## Records for this exercise
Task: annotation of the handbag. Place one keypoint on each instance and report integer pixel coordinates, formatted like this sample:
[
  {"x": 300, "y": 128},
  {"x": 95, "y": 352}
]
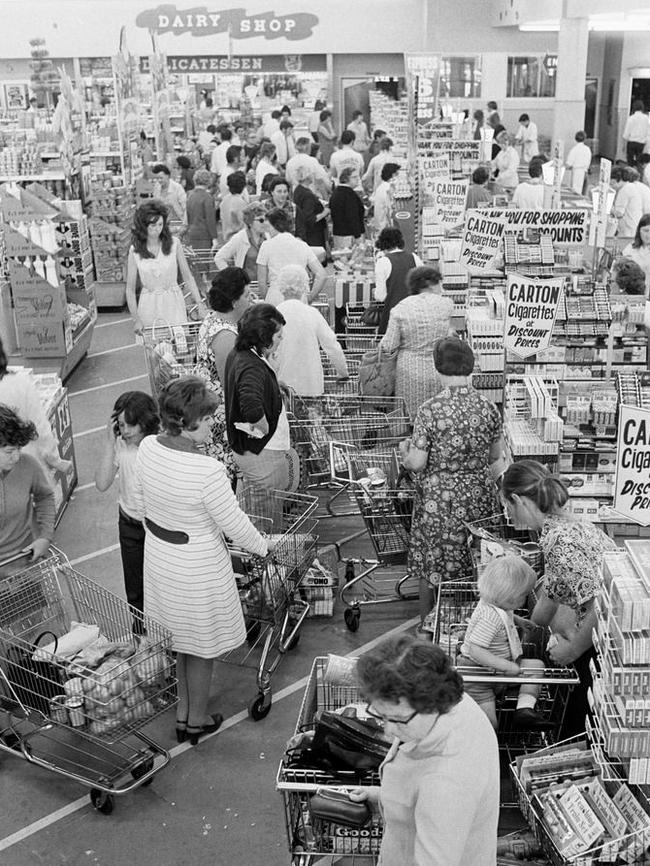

## Problem to solve
Every line of the records must come back unchanged, except that pictures are dropped.

## Final answer
Task: annotation of the handbag. Place one keypoint on each instance and report integer pixel coordinates, formatted like this sample:
[
  {"x": 300, "y": 128},
  {"x": 95, "y": 352}
]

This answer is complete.